Task requirements
1 > Write out, word for word, the stretch of the border shooting report from "Constable Sitaram Yadav" through "18, they said.".
2 > Continue the news account of the BSF constable's killing from where it stops.

(Given passage begins)

The “disturbing” first-time instance, officials quoting an electronic surveillance report said has rattled the top commanders responsible for ensuring security at the Indo-Pak IB and the un-fenced Line of Control in Jammu and Kashmir.

Constable Sitaram Yadav (28) of the 192nd battalion of the Border Security Force (BSF), manning a forward post along the IB in the RS Pora region, was shot with a precise close-range aim by either a militant or Special Service Group (SSG) trooper from the Pakistani side at about 1:30 am on May 18, they said.

Official sources said a grievously injured Yadav was immediately evacuated by two other BSF troops present in the nearby post but he later succumbed to his bullet wound that he took in his left eye.

The BSF commanders initially thought that the trooper was killed by a sniper shot from across the border.

However, a threadbare scrutiny of the local hand-held thermal imager (HHTI) showed that a very-grained black shadow like movement takes place on the monitor and it comes very close to the BSF post and fires a shot, that is suspected to have hit the trooper leading to his killing, they said.

(Given passage ends)
(Excerpted data begins)

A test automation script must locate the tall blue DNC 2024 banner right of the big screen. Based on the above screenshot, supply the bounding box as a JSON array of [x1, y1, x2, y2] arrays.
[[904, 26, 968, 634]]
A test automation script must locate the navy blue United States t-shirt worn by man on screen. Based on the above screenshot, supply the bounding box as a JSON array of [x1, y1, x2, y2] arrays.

(Excerpted data ends)
(Excerpted data begins)

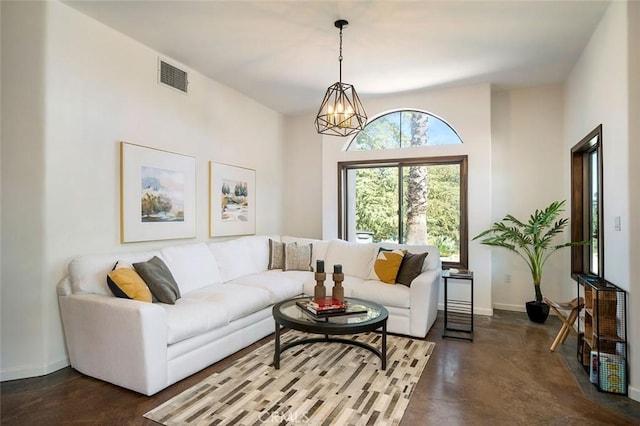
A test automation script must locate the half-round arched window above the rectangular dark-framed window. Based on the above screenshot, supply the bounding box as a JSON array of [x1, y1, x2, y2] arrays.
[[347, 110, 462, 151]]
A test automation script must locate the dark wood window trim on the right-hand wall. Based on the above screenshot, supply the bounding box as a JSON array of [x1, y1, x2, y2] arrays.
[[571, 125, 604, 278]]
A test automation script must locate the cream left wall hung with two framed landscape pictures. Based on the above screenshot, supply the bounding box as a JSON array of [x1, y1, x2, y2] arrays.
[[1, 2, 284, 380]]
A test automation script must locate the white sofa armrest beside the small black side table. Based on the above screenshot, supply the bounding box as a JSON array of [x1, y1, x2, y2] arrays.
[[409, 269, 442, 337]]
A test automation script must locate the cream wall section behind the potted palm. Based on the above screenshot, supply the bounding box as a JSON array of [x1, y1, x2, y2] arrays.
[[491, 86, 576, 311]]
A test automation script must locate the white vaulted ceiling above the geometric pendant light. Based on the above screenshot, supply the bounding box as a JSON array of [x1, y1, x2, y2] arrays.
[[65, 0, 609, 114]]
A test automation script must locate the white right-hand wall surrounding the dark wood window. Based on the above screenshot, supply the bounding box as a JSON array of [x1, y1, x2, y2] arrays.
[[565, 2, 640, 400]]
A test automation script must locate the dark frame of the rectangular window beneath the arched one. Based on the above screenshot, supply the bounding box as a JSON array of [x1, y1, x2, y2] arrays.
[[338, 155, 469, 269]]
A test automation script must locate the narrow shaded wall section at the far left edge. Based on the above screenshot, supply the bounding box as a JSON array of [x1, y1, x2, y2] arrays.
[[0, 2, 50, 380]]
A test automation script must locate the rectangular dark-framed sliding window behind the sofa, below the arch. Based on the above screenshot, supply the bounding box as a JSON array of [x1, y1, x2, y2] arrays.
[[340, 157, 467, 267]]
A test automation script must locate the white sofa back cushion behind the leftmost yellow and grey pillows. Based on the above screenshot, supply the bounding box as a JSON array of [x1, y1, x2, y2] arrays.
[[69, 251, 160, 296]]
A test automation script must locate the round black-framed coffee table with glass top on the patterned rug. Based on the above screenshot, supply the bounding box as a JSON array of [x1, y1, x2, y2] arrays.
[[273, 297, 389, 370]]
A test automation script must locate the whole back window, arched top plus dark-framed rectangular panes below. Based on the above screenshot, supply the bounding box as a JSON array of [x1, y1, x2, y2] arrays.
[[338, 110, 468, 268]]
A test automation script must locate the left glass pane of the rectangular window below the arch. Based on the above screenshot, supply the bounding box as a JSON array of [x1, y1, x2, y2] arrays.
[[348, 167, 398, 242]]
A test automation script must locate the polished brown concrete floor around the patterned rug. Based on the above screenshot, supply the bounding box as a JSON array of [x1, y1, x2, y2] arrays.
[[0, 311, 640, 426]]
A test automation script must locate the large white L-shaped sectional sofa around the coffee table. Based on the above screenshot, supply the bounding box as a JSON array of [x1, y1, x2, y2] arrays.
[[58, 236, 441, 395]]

(Excerpted data ends)
(Excerpted data begins)

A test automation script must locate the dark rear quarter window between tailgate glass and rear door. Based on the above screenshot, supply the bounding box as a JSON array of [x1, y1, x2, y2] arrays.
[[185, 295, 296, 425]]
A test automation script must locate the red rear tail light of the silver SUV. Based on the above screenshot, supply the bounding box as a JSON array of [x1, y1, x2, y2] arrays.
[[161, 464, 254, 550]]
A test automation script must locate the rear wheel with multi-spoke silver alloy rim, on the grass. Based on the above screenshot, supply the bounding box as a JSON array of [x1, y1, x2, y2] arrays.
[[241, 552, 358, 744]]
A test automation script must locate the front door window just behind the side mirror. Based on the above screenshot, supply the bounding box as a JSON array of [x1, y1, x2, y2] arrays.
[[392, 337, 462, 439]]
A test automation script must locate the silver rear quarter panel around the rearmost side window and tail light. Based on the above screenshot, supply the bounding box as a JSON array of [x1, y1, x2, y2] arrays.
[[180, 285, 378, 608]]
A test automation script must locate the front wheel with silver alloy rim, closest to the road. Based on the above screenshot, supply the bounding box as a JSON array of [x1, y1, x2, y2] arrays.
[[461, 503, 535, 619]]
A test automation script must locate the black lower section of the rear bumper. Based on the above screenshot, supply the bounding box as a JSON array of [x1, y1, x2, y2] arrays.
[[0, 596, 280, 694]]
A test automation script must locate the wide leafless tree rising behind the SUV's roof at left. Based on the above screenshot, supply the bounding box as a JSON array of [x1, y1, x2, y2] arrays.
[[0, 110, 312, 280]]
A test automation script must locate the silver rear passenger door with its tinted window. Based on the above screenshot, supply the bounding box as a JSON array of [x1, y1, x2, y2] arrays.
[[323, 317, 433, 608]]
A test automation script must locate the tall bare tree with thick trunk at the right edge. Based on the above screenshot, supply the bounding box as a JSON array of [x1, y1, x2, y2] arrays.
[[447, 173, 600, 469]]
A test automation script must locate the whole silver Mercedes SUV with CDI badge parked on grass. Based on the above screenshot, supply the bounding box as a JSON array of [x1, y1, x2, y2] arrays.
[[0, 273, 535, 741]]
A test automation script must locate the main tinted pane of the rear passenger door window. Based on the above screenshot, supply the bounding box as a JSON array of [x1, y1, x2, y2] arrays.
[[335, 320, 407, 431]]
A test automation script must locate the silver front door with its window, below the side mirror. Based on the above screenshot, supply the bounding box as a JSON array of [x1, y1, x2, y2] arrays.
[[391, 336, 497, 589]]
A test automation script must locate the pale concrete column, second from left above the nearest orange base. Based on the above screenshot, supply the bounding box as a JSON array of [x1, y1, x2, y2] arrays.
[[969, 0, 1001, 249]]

(Excerpted data ends)

Expected responses
1 >
Constable Sitaram Yadav (28) of the 192nd battalion of the Border Security Force (BSF), manning a forward post along the IB in the RS Pora region, was shot with a precise close-range aim by either a militant or Special Service Group (SSG) trooper from the Pakistani side at about 1:30 am on May 18, they said.

2 >
The worry is that the HHTI, deployed in the border areas for night vision and surveillance, could not clearly pick the black shadow of an approaching man as he might be wearing a ‘thermal camouflage suit’ that insulates the body heat of a person, they said.

The HHTI picks up the body heat signatures of a living being — a human or an animal — and creates a silhouette that helps the BSF and the Army to check infiltration bids and attacks on their posts in the dead of the night.

“The electronic surveillance of the incident is being analysed and nothing can be ruled out.

“It could be a new camouflage overall that the Pakistani side is using to take a close aim and hit Indian troops at the border or it could also be an indigenous way of wearing a wet-sack like clothing to evade the HHTI radar,” a senior officer in the security establishment said.

He added that this “menacing stealth operation”– carried out either by militants, the SSG or Pak regulars — is a worrying development on the volatile and sensitive border and is being investigated thoroughly.

There are such thermal camouflage or insulation suits available across the globe that are used for such tactical and surprise attacks on the enemy and before anything is conclusively said, all aspects of this latest development have to be studied as it concerns border security, he officer said.